# [Yapılacaklar]
(a) Kyros'un tahta göz dikmesini anlatan metne göre tutuklanan Kyros kimin ısrarıyla bağışlandı?
(b) Kyros'un tahta göz dikmesini anlatan metnin devamını yazın.

# [Verilen Metin]
━━━━━━━━━━━━━━━━━━━━━━━━━━━━━━
"ONBİNLERİN RİCATI" adlı eserin yazarı KSENOPHON, M.Ö. 430 yılında doğmuş, ünlü feylezof SOKRAT'ın öğrencisi olmuştur. Zamanında önemli olaylar cereyan etmiştir.
M.Ö. 404 yılında Pelopones Savaşı sona ermiş, Isparta'ya yenilen Atina, kötü şartlarla bir barış imzalamıştı. Üç yıl sonra İran kralı Artakserkses'in kardeşi genç Kyros, tahtı ele geçirmek için Ispartalı kuvvetler ve paralı askerler ile harekete geçmişti.
Aslında bu olayın bir öncesi vardı. İRAN kralı 2. DARA'nın iki oğlu (bir rivayete göre dört) olmuştu. Büyüğü ARTEKSERKSES, küçüğü KYROS idi... DARA her ikisini de iyi yetiştirmiş, çocuklar ata binmeyi, ok ve mızrak atmayı, avlanmayı öğrenmişlerdi. Sonra da satrap (vali) olarak İran eyaletlerine gönderilmişlerdi. KYROS; LİDYA, FRİGYA ve KAPADOKYA'ya vali tayin edilmişti... DARA ölünce, büyük oğlu ARTEKSERKSES tahta çıktı, ve çevresine uyarak kardeşi KYROS'u tutuklattı. Ancak annesi PARYSATİS'in ısrarı üzerine bağışladı ve batıdaki eski satraplığına tekrar atadı... Ne var ki, bu olaydan çok etkilenen KYROS, daha dönüş yoluna çıkar çıkmaz tahtı ağabeyinin elinden almak için planlar yapmaya başladı, ilk fırsatta ordu toplayıp harekete geçti.
━━━━━━━━━━━━━━━━━━━━━━━━━━━━━━
# [Malzeme]
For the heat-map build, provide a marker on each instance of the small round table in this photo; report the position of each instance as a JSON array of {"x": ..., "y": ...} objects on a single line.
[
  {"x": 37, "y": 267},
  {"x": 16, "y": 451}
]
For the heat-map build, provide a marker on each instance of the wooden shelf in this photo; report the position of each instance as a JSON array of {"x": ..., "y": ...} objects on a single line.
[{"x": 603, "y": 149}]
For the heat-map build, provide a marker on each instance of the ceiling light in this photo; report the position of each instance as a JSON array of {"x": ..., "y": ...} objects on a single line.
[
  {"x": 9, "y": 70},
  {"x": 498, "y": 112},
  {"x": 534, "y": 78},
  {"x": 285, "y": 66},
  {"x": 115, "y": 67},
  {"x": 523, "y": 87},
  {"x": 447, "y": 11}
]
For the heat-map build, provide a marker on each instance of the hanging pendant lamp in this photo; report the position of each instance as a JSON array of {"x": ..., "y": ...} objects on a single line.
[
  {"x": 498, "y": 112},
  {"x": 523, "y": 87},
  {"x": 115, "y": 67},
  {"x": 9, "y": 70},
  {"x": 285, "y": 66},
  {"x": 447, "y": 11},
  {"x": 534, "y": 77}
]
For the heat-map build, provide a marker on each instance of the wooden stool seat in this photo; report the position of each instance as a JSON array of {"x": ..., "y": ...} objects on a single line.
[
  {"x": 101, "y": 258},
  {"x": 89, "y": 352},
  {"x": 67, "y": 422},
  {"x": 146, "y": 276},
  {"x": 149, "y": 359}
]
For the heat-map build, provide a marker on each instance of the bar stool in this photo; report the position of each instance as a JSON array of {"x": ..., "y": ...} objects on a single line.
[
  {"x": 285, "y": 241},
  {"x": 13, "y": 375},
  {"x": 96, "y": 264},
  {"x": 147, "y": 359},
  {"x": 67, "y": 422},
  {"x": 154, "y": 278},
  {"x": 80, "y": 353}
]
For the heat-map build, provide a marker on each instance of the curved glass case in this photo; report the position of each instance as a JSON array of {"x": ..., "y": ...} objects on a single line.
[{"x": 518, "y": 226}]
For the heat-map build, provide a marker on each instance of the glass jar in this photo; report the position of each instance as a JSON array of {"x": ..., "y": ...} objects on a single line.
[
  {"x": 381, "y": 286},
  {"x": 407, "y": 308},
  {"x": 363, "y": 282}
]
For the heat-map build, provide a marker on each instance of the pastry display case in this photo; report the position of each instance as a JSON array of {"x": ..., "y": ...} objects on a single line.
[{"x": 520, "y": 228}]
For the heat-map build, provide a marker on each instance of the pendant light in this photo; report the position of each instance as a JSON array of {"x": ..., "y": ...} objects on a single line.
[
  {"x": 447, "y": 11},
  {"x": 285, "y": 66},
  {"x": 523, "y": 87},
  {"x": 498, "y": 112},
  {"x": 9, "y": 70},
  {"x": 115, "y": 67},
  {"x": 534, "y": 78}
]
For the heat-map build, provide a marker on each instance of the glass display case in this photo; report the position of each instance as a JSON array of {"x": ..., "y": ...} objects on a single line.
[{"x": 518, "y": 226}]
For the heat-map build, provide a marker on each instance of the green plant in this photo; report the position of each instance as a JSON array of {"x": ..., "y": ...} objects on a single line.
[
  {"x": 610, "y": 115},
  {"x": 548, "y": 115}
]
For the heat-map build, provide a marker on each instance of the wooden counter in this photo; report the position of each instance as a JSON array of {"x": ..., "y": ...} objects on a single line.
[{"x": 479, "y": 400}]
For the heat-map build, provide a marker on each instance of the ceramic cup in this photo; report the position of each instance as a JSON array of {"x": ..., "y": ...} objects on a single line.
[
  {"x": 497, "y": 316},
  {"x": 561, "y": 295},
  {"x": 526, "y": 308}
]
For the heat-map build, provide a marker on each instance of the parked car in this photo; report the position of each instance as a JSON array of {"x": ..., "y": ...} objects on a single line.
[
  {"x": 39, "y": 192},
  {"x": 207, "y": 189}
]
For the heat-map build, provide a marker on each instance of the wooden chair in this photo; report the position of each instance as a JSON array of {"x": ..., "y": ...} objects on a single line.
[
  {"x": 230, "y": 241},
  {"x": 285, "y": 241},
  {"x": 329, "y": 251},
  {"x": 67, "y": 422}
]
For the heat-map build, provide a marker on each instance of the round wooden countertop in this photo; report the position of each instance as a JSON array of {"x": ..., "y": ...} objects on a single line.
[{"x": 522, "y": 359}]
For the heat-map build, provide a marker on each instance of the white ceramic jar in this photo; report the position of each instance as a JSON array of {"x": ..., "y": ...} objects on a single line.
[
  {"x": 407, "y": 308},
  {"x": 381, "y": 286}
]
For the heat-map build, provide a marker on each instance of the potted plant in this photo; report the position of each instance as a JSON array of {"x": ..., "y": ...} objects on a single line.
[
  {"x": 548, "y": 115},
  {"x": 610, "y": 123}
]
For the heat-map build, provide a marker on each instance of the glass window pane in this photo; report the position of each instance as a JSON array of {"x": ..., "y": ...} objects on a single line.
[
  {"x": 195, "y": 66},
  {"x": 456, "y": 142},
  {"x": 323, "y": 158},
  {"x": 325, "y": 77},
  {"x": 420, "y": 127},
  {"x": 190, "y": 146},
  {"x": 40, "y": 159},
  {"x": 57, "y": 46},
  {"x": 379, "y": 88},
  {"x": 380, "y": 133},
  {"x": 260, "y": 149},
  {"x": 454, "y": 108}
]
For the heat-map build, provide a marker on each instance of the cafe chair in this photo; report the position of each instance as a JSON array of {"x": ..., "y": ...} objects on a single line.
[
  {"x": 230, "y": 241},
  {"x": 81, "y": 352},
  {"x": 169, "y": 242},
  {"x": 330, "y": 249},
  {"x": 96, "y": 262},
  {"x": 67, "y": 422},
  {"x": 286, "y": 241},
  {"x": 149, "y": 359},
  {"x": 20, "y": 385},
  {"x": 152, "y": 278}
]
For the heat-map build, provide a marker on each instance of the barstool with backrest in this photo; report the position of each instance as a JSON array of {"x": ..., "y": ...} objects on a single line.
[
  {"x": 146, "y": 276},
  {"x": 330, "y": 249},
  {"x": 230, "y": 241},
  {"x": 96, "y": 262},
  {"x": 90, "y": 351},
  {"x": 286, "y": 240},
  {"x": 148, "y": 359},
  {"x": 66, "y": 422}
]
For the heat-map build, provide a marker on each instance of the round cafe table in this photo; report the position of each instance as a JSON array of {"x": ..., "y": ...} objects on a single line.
━━━━━━━━━━━━━━━━━━━━━━━━━━━━━━
# [Sırayla Cevaplar]
(a) Annesi Parysatis'in ısrarıyla.

(b)
İşte KSENOPHON, prens KYROS'un bu seferine katıldı, Batıda SARDES (Manisa) şehrinden yola çıkan bu ordu, Güney Mezopotamya'da KUNAKSA şehrine kadar gidip Kral ARTEKSERKSES ile çarpıştı. Prens KYROS öldü, ama Yunan ordusu, KSENOPHON'un iddiasına göre, galip geldi. Ondan sonra meşakkatli dönüş yolculuğu başladı...
Eser bu gidiş-dönüş yolculuğunu (M.Ö. 401-400) anlatır, çoğu "dönüş" kısmı ile ilgilidir. Eserin orjinal adı ANABASİS'dir. Yüzyıllardır okunan, o çağın çeşitli KÜÇÜK ASYA (ANADOLU) ülkesini, halklarını ve törelerini anlattığı için de klasikleşmiştir.
KSENOPHON'un bu dönüş yolculuğu sırasında rastladıkları KARDUKH kavmi ve ülkesi hakkında yazdıkları, kelime benzerliği ileri sürülerek KARDUK-Kürt bağlantısı kurulmuş, ve bölücüler tarafından "Kürtler'in o bölgede TÜRKLER'den çok önce var olduğu" öne sürülmüştür.
Biz de "Bakalım, kitap gerçekte KARDUKHLAR hakkında neler anlatıyor, başka anlattığı var mı, bir görelim," dedik, aldık okuduk, özetledik... Tesbitlerimizi size sunuyoruz.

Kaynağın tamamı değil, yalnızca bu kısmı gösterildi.